▶ TASK ITEM
Lines below that include the word "navy" should each be copied.

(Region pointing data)
--*--
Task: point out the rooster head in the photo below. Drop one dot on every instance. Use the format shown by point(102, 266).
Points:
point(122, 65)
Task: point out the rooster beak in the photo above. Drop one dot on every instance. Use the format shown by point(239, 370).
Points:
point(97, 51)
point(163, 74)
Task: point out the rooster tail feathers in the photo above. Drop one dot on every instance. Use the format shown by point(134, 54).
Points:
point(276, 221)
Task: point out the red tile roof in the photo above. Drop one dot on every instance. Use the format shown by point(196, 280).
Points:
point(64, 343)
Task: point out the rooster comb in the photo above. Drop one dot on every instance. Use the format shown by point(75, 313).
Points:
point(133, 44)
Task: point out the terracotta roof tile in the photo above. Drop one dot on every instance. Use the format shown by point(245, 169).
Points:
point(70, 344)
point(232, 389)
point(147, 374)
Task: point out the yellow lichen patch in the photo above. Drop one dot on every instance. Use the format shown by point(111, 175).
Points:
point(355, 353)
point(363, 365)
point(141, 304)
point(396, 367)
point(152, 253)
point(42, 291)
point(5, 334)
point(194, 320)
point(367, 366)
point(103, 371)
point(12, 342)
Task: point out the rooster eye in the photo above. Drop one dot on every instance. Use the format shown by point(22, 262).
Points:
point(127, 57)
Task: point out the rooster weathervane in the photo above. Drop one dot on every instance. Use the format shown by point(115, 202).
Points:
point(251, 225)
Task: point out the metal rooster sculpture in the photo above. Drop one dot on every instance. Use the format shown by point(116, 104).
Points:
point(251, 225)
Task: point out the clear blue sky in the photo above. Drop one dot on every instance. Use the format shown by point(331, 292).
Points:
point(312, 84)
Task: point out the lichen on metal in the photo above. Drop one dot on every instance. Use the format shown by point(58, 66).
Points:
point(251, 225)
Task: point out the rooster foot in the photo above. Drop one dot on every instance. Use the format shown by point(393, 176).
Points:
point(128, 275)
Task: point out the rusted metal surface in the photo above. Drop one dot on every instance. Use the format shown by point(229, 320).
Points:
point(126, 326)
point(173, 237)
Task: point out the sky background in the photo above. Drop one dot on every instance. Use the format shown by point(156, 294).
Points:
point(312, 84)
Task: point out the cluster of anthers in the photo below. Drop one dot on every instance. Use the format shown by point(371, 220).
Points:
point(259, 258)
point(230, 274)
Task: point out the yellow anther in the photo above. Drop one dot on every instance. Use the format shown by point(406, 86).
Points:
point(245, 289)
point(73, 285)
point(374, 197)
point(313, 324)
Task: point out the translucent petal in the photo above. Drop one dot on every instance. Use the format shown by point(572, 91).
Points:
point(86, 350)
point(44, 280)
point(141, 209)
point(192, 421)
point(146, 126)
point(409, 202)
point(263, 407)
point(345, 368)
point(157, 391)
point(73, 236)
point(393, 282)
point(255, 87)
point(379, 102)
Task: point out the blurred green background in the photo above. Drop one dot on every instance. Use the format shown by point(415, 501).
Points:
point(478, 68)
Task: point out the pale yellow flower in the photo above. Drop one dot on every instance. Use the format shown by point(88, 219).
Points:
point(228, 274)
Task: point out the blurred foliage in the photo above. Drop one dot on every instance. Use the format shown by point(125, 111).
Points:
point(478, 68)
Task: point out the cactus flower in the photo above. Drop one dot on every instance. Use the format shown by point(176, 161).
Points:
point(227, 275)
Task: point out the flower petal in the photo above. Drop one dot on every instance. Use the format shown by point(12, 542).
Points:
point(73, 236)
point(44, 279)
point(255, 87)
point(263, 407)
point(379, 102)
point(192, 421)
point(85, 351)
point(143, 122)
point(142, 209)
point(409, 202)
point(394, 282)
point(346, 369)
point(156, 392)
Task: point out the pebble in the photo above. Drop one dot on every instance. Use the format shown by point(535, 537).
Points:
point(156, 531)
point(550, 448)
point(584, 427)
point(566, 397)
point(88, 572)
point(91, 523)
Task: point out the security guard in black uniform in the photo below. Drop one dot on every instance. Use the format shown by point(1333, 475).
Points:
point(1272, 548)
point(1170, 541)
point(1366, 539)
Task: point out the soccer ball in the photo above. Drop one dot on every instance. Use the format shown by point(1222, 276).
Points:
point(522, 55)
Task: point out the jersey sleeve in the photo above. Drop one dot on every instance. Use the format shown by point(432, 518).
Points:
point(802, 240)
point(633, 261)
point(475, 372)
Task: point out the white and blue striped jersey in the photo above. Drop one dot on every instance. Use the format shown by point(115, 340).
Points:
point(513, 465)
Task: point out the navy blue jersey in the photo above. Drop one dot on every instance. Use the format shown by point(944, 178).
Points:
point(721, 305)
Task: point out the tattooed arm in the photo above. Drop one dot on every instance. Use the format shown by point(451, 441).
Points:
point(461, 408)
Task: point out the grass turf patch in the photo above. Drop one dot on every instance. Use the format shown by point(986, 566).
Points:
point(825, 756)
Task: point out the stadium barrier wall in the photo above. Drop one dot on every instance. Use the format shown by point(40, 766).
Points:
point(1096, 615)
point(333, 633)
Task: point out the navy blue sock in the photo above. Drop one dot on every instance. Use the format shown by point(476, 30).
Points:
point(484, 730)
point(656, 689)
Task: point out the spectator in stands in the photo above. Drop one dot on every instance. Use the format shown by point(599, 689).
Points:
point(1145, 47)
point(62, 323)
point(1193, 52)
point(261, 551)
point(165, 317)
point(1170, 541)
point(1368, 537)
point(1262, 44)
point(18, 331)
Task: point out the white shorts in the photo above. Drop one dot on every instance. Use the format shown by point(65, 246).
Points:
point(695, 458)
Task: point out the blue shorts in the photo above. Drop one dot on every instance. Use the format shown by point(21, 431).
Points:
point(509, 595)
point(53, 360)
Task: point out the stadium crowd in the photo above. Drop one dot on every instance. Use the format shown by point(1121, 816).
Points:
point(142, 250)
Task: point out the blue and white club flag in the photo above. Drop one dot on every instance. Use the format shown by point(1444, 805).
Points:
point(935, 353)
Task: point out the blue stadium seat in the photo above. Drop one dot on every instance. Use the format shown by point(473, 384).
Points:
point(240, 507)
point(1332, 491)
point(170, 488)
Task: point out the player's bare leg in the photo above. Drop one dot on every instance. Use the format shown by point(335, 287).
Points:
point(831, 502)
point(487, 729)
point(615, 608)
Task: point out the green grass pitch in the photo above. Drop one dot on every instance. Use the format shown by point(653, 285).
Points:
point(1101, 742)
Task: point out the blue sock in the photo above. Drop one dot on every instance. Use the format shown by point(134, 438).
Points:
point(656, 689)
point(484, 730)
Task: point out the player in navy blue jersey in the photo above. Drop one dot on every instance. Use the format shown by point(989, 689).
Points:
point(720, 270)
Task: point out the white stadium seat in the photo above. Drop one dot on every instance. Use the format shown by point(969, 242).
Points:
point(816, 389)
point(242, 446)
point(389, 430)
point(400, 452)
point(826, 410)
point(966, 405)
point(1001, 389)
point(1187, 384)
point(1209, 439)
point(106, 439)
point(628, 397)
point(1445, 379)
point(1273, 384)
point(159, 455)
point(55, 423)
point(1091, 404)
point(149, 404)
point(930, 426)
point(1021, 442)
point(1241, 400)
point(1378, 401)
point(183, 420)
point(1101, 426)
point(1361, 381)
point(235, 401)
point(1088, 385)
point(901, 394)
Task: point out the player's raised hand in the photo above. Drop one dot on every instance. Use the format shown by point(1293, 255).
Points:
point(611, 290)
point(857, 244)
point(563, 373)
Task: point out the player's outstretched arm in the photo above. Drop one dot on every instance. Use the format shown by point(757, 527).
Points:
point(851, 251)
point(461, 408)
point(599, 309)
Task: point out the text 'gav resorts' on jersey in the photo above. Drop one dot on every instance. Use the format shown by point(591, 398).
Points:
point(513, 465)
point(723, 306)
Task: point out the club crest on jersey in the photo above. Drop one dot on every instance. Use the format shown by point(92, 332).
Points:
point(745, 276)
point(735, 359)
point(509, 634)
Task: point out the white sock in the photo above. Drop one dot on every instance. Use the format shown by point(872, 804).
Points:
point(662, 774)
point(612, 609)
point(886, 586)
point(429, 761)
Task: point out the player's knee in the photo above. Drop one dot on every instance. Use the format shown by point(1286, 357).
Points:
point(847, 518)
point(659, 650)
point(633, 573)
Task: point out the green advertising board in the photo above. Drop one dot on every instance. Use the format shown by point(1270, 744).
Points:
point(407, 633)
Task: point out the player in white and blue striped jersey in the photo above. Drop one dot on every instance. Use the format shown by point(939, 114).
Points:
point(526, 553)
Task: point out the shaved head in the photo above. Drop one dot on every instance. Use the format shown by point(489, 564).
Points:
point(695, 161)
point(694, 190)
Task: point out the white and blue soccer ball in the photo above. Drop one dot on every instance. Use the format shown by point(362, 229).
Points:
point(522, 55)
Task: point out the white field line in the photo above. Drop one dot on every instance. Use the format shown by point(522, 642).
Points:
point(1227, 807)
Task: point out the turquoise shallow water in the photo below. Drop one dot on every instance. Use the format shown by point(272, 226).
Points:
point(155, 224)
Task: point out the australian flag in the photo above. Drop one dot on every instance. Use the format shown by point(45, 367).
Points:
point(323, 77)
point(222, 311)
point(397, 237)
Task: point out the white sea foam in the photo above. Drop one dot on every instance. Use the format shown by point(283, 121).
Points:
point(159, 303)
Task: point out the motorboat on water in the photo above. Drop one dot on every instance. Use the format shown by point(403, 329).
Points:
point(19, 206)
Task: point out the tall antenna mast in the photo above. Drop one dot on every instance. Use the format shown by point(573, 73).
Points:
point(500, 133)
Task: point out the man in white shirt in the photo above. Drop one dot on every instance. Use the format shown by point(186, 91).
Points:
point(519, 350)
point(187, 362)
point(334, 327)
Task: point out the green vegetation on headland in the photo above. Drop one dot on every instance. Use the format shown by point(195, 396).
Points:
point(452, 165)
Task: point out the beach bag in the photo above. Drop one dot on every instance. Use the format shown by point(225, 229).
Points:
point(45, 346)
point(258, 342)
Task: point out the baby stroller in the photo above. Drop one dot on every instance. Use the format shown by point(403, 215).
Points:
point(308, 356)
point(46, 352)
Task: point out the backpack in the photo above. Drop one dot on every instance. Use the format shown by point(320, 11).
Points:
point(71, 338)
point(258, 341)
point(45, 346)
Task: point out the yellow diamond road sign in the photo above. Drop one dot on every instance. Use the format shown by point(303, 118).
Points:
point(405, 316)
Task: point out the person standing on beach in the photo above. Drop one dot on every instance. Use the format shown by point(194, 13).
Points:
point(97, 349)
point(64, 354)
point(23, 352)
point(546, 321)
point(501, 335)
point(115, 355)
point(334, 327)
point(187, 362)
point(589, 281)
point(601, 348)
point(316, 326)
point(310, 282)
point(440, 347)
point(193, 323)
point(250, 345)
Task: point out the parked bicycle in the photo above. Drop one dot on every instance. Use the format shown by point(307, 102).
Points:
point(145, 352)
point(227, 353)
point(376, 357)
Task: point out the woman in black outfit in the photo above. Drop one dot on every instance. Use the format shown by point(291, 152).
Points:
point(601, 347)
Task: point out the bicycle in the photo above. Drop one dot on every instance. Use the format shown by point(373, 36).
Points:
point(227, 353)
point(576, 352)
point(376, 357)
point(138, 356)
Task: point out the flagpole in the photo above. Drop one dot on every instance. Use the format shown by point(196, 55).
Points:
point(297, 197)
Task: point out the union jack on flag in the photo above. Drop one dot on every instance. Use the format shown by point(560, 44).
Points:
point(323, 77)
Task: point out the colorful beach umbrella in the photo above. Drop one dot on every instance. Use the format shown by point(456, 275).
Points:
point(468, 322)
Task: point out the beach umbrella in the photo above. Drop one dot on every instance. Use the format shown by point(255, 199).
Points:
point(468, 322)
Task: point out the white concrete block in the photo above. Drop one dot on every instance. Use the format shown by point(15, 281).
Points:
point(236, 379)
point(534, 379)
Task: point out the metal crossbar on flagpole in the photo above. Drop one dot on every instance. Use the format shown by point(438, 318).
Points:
--*--
▶ SOLUTION BELOW
Task: point out the navy blue jersey in the photo above. Drop one dot on every instance. Use the format shown by point(944, 178).
Task: point out the navy blue sock in the photo above. Drop one dot on every instance. Use the format shown by point(476, 30).
Task: point out the player in navy blue jersey in the photo above. Drop one dot on every instance. Use the format shown by point(989, 689).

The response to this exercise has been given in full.